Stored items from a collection
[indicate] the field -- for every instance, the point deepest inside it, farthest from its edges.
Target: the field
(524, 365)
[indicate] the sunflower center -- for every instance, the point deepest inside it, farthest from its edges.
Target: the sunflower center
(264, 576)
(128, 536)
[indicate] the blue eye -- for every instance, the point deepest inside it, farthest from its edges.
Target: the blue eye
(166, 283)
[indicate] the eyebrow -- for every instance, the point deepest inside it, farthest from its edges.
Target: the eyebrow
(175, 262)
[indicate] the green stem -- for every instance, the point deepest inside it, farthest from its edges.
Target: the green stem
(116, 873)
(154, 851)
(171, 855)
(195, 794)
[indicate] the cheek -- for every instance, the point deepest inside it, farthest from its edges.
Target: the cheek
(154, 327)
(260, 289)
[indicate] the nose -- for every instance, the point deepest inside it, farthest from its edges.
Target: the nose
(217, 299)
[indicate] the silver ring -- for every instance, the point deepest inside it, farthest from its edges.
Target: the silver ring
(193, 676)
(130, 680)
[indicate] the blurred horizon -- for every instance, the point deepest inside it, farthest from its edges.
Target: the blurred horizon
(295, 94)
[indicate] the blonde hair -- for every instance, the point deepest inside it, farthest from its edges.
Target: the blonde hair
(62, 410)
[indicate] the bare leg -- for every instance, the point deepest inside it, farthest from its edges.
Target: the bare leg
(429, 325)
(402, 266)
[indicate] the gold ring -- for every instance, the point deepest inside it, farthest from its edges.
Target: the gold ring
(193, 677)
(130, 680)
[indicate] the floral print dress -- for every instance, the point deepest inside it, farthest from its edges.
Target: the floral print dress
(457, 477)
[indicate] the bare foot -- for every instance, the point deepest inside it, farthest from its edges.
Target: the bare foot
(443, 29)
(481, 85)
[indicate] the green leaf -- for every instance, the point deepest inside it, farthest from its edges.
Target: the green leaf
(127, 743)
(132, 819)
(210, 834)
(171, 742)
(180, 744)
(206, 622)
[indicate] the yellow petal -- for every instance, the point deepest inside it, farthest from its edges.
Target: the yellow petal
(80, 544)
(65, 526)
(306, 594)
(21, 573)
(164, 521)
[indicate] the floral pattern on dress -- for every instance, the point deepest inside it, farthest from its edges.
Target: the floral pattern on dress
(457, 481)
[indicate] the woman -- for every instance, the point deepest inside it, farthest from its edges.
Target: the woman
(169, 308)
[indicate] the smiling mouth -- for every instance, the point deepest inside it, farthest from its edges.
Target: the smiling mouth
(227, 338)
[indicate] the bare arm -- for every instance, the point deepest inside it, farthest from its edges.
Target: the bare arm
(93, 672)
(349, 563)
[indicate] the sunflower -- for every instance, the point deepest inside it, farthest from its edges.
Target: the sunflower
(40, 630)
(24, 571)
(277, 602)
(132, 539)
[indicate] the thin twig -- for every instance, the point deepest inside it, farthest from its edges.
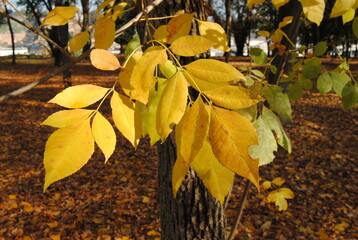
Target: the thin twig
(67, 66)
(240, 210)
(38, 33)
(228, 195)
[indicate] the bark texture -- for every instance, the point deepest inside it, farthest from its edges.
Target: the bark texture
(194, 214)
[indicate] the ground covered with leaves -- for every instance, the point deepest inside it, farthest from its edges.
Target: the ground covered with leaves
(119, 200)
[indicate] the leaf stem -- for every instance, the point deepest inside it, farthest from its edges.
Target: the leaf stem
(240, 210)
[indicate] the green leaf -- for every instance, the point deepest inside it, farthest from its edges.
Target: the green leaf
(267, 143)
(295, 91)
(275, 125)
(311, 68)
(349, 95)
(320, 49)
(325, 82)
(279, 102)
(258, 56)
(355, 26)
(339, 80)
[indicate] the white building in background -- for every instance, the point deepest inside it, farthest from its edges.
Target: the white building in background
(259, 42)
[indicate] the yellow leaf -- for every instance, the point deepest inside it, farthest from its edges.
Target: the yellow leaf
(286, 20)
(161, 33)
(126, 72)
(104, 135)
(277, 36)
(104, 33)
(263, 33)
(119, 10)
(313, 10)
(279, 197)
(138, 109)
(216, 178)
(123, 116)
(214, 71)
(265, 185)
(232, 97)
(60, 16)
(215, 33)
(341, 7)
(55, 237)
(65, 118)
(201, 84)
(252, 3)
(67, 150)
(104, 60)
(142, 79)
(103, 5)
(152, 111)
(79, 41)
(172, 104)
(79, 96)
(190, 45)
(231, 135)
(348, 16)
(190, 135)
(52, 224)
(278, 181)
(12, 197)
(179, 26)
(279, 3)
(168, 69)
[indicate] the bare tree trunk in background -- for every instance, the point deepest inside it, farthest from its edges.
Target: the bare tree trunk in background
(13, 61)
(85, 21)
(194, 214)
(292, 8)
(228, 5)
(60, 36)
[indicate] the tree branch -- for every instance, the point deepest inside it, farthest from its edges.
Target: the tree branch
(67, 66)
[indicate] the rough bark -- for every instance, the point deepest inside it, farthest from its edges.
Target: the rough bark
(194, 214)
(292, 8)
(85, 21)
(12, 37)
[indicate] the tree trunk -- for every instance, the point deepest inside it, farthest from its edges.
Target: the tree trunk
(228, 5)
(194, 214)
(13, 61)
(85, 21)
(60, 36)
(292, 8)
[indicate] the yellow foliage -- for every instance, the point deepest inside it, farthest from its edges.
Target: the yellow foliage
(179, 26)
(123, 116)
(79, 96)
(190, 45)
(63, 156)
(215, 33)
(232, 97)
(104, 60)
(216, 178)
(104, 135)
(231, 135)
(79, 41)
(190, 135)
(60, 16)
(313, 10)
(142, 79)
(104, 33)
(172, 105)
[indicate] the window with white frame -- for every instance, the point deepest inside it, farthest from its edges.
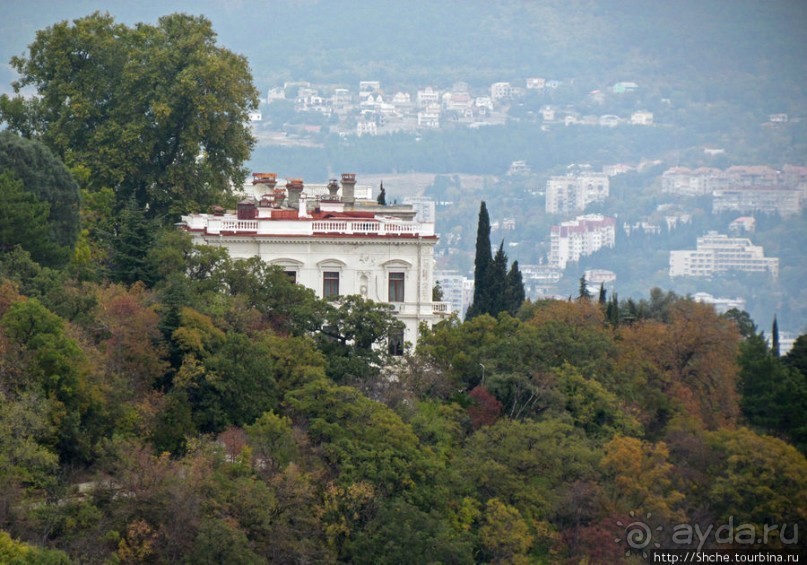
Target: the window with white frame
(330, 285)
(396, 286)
---
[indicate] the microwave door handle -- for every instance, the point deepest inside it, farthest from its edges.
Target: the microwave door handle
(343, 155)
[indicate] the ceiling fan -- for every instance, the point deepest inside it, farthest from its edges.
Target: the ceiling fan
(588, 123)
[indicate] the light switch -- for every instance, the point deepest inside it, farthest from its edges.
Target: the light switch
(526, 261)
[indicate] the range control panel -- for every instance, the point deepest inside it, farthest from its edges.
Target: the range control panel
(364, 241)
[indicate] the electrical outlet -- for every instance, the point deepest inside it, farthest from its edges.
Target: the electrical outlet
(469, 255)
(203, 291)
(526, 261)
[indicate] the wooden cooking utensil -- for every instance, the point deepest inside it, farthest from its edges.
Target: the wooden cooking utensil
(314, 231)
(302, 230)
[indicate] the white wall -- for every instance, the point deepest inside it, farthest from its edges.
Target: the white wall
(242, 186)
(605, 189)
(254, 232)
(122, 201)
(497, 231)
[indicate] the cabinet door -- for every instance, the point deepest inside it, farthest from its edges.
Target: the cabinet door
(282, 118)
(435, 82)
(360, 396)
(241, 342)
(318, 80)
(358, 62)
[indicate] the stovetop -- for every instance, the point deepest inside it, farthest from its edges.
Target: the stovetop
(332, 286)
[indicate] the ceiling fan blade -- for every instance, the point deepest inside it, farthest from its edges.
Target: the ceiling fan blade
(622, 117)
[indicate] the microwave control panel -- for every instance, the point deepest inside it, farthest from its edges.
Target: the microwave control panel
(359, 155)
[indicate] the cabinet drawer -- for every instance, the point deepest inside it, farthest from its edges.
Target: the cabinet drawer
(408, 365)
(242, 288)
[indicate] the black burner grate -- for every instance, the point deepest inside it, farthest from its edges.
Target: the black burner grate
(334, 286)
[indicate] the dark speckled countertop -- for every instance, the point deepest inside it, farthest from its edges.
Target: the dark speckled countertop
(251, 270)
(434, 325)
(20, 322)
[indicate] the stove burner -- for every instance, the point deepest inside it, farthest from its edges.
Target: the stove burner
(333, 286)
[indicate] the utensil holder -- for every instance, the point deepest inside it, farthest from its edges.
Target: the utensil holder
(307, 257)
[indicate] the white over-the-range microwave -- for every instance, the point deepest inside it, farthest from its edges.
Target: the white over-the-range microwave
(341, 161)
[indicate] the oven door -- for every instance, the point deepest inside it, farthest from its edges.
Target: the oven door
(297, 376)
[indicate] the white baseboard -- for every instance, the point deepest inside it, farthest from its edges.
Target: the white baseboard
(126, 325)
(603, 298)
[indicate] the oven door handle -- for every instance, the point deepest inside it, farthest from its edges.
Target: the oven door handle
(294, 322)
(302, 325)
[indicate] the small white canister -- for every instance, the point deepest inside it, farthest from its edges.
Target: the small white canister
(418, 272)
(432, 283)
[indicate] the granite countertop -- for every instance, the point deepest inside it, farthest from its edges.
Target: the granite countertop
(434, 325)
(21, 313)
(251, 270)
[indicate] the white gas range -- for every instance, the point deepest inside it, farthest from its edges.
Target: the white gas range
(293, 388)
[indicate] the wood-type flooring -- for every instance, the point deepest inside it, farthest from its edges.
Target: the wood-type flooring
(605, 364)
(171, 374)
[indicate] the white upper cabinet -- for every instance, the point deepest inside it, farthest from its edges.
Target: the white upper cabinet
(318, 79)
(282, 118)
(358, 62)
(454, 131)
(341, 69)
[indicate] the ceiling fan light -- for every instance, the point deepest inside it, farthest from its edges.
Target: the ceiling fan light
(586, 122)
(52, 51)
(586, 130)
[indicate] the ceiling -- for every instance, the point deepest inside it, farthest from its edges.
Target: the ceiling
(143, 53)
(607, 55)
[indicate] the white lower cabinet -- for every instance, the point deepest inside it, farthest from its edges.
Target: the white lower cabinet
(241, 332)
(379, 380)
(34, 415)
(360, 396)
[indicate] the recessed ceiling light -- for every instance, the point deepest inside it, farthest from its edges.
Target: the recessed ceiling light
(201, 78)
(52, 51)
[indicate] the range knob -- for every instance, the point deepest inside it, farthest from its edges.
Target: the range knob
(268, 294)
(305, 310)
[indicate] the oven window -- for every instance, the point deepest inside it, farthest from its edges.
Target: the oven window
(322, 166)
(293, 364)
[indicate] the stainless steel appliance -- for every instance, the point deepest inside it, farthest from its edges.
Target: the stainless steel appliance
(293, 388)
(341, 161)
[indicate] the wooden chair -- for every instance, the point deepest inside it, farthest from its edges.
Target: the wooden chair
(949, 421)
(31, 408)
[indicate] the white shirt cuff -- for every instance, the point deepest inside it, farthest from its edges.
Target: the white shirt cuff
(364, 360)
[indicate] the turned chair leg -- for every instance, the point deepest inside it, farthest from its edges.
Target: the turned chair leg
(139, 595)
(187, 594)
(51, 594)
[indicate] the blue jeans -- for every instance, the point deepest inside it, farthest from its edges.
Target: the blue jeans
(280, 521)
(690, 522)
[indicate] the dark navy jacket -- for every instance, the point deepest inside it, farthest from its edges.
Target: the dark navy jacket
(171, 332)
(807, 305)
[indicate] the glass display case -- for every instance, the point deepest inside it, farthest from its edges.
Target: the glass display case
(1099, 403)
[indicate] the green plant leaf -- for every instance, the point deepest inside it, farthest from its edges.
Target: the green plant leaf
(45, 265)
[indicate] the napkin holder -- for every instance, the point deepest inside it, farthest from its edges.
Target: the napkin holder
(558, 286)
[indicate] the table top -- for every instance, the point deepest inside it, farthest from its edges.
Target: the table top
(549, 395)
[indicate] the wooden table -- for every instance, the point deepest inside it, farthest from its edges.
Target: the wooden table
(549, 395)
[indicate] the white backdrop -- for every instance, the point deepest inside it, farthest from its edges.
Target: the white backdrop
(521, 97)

# WRITTEN REQUEST
How many lines of the entries contain the string "stainless"? Give only the number.

# CORRECT OUTPUT
2